_The request_
Swap "one point per instance" for "a single point for each instance" throughout the records below, and write them out again otherwise unchanged. Leave out the pictures.

_A set of records_

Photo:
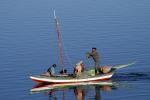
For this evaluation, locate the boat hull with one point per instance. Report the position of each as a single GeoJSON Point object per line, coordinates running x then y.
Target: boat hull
{"type": "Point", "coordinates": [53, 80]}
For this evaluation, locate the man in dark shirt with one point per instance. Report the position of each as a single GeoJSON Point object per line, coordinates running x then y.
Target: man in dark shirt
{"type": "Point", "coordinates": [94, 54]}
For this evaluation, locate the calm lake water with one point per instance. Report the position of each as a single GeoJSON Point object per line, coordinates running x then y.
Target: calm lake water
{"type": "Point", "coordinates": [120, 29]}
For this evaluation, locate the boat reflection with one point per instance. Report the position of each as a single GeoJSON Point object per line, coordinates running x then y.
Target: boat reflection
{"type": "Point", "coordinates": [77, 91]}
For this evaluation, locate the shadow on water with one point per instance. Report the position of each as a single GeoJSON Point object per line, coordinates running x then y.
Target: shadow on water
{"type": "Point", "coordinates": [92, 90]}
{"type": "Point", "coordinates": [82, 91]}
{"type": "Point", "coordinates": [137, 76]}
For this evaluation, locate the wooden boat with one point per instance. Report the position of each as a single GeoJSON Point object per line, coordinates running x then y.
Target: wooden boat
{"type": "Point", "coordinates": [47, 87]}
{"type": "Point", "coordinates": [87, 76]}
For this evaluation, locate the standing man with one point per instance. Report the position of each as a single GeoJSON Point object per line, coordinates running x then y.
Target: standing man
{"type": "Point", "coordinates": [94, 54]}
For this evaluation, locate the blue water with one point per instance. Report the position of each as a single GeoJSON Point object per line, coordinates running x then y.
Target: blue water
{"type": "Point", "coordinates": [120, 29]}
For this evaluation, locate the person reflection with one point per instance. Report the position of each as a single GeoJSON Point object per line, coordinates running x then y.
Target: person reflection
{"type": "Point", "coordinates": [79, 93]}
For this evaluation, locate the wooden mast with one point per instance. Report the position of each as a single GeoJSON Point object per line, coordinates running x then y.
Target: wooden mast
{"type": "Point", "coordinates": [59, 42]}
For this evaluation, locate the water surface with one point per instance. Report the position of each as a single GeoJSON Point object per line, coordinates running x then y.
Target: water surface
{"type": "Point", "coordinates": [28, 43]}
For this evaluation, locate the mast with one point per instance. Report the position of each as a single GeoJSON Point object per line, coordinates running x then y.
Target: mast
{"type": "Point", "coordinates": [59, 42]}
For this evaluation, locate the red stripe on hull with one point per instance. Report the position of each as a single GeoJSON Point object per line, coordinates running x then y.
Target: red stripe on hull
{"type": "Point", "coordinates": [39, 81]}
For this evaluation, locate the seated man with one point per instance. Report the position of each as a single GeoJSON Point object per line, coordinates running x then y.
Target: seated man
{"type": "Point", "coordinates": [50, 71]}
{"type": "Point", "coordinates": [105, 69]}
{"type": "Point", "coordinates": [79, 68]}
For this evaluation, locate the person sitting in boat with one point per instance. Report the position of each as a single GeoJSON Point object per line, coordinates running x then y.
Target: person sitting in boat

_Solution for this exercise_
Photo:
For this evaluation, locate the boat hull with a single point for each instance. Report the position of each as a single GeoJSON Point object per line, coordinates running x then y.
Target: boat hull
{"type": "Point", "coordinates": [53, 80]}
For this evaluation, locate the man in dark shirt with a single point for each instance. Report the position of each as a single GeoJSON Point object per line, coordinates running x then y.
Target: man in dark shirt
{"type": "Point", "coordinates": [94, 54]}
For this evaluation, locate the calm lake water with a single point for each instance. Report the position of each as a single GeoJSON Point object per line, coordinates running x then y.
Target: calm lake water
{"type": "Point", "coordinates": [120, 29]}
For this evaluation, locate the boat reflection with a single point for each instance. Report the position of each as a single GeoJSON Point object per line, coordinates running x then y.
Target: boat reflection
{"type": "Point", "coordinates": [77, 91]}
For this evaluation, locate the shadow on water with a single point for each instance. Report the position of each as a single GeoJSON Point object per line, coordinates running x then y.
Target: shadow on water
{"type": "Point", "coordinates": [92, 90]}
{"type": "Point", "coordinates": [82, 91]}
{"type": "Point", "coordinates": [137, 76]}
For this evaluation, locate the wooden boat with a single point for each instance. Report the position of each as a single GeoJSON Point object per line, coordinates running x then y.
Target: wooden boat
{"type": "Point", "coordinates": [47, 87]}
{"type": "Point", "coordinates": [87, 76]}
For this evaluation, locate the standing man with a single point for each instance. Report the position of each as a single GeoJSON Point object per line, coordinates running x then y.
Target: standing man
{"type": "Point", "coordinates": [94, 54]}
For this evaluation, locate the blue water with a single point for each instance. Report the position of each as a single GeoJSON Point object per line, coordinates running x then y.
Target: blue water
{"type": "Point", "coordinates": [120, 29]}
For this evaluation, locate the person reflection with a single point for each instance. Report the position of each as a single GeoJSON Point object per line, coordinates running x then y.
Target: person reflection
{"type": "Point", "coordinates": [79, 93]}
For this evaluation, locate the wooden mast with a single point for each instance. Report the position of each as a single GeoJSON Point object per line, coordinates running x then y.
Target: wooden mast
{"type": "Point", "coordinates": [59, 42]}
For this evaluation, locate the water surface with a single point for each instance. Report the position of each as a single GeoJSON Point object per line, coordinates running x then y.
Target: water surface
{"type": "Point", "coordinates": [28, 43]}
For this evaluation, locate the mast with a single point for each instance. Report the position of each as a single GeoJSON Point object per line, coordinates running x then y.
Target: mast
{"type": "Point", "coordinates": [59, 42]}
For this evaluation, locate the red stripe on hull with a single point for each instance. Report the position of each as a single GeoJSON Point object per line, coordinates running x then y.
Target: red stripe on hull
{"type": "Point", "coordinates": [39, 81]}
For this evaluation, locate the seated man with a single point for each instance. Report the position of each as a single GeoJSON Point object per line, coordinates running x then y.
Target: seated man
{"type": "Point", "coordinates": [50, 71]}
{"type": "Point", "coordinates": [105, 69]}
{"type": "Point", "coordinates": [79, 68]}
For this evaluation, locate the person sitting in boat with a single point for each instance. Report the position of each as a single GeoJSON Point object per line, coordinates running x then y.
Target: person sitting in boat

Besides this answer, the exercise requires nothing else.